SELECTED EXCERPT -
[Start of Attachment]
Kids need yoga as much as adults, but yoga for kids is different. Kids may come to school upset and angry about something that happened at home, on the bus, or on social media and act out in a tough situation. They may be out of focus, not present, and lost to learning for the rest of the day. However, when children are given a safe space to unwind, think about what happened, and breathe, they become aware, letgo, and are given healthy tools to cope.

Imagine having mindful tools at an early age to learn how to deal with stress and anxiety, help center yourself, get balanced, and return to the present moment. These techniques include targeted conversation, breathing exercises, yoga movements, relaxation moments, yoga games, guided reading stories that involve poses, drawing, or listening to music or a story.

The breath is the foundation of yoga and calms the noise, chatter, and waves of the mind. The following are some examples of fun breathing exercises to keep the attention of kids:

Balloon Breath: Lie down or sit. Place your hand or a small toy on your belly. As you inhale, move your belly onto your toy or hand and make your belly into a big balloon. As you exhale, your belly moves in just like letting the air out from a balloon. Repeat a few times.

Sunny Breath: Sit. Inhale your arms up and fingertips touch overhead making a bright sun with a big smile on your face. Exhale your arms down with palms facing down, and bring your arms to your sides. Repeat a few times.

Lion’s Breath: Sit up. Younger children place their hands in front of their chest with fingers curled in like claws. Older children rest their hands on their knees. Inhale through your nose and exhale opening your mouth, stick out your tongue, and let out a roaring lion sound.

Many yoga poses are named after animals, nature, shapes, and objects. The following are some fun examples:

Dog: On your mat place your hands under shoulders and knees on the floor. Lift hips up to the sky with heels toward the floor and looking at knees. Ask, “What does a dog say?”

Kangaroo: Stand on the mat, place your legs, feet and hands together, and hop around. Ask, “How far can you hop? How high can you hop?”
[End of Attachment]
RECORDS -
[Start of Attachment]
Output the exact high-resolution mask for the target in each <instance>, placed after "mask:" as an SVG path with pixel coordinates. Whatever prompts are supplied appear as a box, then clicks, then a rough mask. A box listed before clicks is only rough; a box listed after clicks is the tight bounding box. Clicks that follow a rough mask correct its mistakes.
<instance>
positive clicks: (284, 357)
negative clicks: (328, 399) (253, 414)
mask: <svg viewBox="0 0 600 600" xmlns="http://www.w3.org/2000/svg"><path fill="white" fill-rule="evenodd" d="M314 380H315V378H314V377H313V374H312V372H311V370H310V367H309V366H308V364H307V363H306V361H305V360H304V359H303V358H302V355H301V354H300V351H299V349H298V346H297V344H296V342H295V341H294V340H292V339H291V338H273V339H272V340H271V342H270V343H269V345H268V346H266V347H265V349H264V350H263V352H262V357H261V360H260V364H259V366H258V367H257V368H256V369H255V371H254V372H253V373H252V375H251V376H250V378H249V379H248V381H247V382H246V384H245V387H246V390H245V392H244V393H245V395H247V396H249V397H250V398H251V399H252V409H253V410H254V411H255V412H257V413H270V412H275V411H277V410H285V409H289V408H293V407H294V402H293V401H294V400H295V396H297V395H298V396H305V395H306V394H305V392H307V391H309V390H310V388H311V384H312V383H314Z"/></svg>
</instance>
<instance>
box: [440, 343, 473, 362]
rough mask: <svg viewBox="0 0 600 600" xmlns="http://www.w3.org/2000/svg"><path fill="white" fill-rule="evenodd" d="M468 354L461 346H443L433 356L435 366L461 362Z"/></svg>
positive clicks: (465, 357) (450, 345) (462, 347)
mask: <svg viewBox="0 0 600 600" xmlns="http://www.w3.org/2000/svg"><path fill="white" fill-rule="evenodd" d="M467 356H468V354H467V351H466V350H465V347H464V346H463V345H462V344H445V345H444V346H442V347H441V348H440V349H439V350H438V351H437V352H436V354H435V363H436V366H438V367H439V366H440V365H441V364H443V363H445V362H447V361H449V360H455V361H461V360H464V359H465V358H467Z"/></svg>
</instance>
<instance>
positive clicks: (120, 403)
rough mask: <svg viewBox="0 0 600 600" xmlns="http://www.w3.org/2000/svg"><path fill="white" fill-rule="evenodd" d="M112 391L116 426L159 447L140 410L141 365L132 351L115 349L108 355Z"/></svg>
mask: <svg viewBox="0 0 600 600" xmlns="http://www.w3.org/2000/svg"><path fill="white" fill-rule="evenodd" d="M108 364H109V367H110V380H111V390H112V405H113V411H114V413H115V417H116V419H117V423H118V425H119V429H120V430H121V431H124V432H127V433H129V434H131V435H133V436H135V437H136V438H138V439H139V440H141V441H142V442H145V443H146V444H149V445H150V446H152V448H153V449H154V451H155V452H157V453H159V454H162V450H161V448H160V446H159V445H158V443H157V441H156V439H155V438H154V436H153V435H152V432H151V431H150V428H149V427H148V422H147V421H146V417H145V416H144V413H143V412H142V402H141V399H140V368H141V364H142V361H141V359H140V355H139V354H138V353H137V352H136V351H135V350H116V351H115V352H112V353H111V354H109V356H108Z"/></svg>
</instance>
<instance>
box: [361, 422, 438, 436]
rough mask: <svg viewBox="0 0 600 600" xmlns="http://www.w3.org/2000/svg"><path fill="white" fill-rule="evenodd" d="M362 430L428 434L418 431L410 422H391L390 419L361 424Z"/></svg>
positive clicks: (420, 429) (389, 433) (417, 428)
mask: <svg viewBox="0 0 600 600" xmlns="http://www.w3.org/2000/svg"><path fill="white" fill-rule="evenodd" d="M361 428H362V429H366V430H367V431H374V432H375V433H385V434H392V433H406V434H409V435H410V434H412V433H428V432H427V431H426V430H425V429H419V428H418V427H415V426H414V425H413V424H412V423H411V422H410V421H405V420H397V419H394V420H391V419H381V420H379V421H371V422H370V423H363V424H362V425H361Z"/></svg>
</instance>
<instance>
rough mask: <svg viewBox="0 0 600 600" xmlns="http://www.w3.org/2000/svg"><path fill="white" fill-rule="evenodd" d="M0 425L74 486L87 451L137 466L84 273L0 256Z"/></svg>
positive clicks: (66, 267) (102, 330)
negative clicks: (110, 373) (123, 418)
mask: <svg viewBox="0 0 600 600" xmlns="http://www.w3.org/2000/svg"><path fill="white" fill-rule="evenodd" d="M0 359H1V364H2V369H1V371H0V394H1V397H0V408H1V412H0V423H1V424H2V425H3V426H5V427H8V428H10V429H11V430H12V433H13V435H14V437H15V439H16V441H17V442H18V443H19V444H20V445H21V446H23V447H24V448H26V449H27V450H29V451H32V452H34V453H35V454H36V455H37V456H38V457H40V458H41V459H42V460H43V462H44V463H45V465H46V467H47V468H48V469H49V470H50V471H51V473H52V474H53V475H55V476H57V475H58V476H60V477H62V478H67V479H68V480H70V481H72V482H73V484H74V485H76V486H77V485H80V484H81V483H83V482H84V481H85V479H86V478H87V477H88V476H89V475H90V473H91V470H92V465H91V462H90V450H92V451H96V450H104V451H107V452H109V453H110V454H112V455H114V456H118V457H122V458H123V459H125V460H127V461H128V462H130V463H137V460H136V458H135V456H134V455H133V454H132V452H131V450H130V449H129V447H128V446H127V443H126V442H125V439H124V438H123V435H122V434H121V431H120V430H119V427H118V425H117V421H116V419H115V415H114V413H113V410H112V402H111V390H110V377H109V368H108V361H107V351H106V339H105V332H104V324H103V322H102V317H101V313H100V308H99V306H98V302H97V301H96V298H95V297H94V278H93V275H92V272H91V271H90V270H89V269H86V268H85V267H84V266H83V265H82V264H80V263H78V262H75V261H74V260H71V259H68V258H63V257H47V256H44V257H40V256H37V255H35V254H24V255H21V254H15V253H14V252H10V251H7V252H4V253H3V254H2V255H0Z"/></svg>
[End of Attachment]
Carry the text about yoga for kids further, picking up right after its last sentence. The rows have no connection to the text about yoga for kids.

ANSWER TO THE EXERCISE -
Mountain: Stand on the mat with your legs together and arms at sides. Stand tall like a mountain. Ask, “ What do you see at the top of your mountain?”

Tree: Stand on the mat. Lift up one foot and place it inside the thigh with palms together at heart center. Foot can also be placed inside the ankle or calf but not on the knee. When balanced, raise arms up like branches of a tree. Repeat on the other side. Demonstrate moving your arms side to side and ask, “Can you make your branches sway side to side?”

Triangle: Stand on the mat, open your legs to a V shape and drop down one arm against the thigh or shin and extend the other arm up to the sky. Look up, in front, or down. Repeat on the other side. Ask, “What shape are your legs? A triangle?”

Bridge: Lay down on mat, bend your legs, and place feet flat on the floor. Lift up hips and hold for a few seconds and bring them down again.

Table: On your mat place your hands and knees on the floor hip distance apart. Neck and back are straight and eyes look to the floor. Ask, “Can someone eat a snack on your back?”

Kids yoga is intended to be fun using toys, games, music, and books. There is less concern about alignment and importance is placed on kids having a good time in the present moment. This experience creates the tools for kids to use in their lives.

Relaxation moments are composed of the following:

Lay down or sit in a comfortable easy pose. Kids listen to a guided relaxation story on topics such as a happy heart, shining your light, an enchanted forest where kids imagine themselves in situations to bring happiness and peace into their hearts. They are awake but relaxed. This helps relieve stress and anxiety, improve well-being, and develop a positive attitude at school and home.

Mindful breathing, movements, and relaxation, guide kids to increase their focus, creativity and be open to learning. When they have the chance to stretch out on a mat for fifteen to thirty minutes, they slow down their breath, get rid of the noise and mind chatter, and realize there are other possibilities. They are using breath, movement, and relaxation to calm their minds and bodies.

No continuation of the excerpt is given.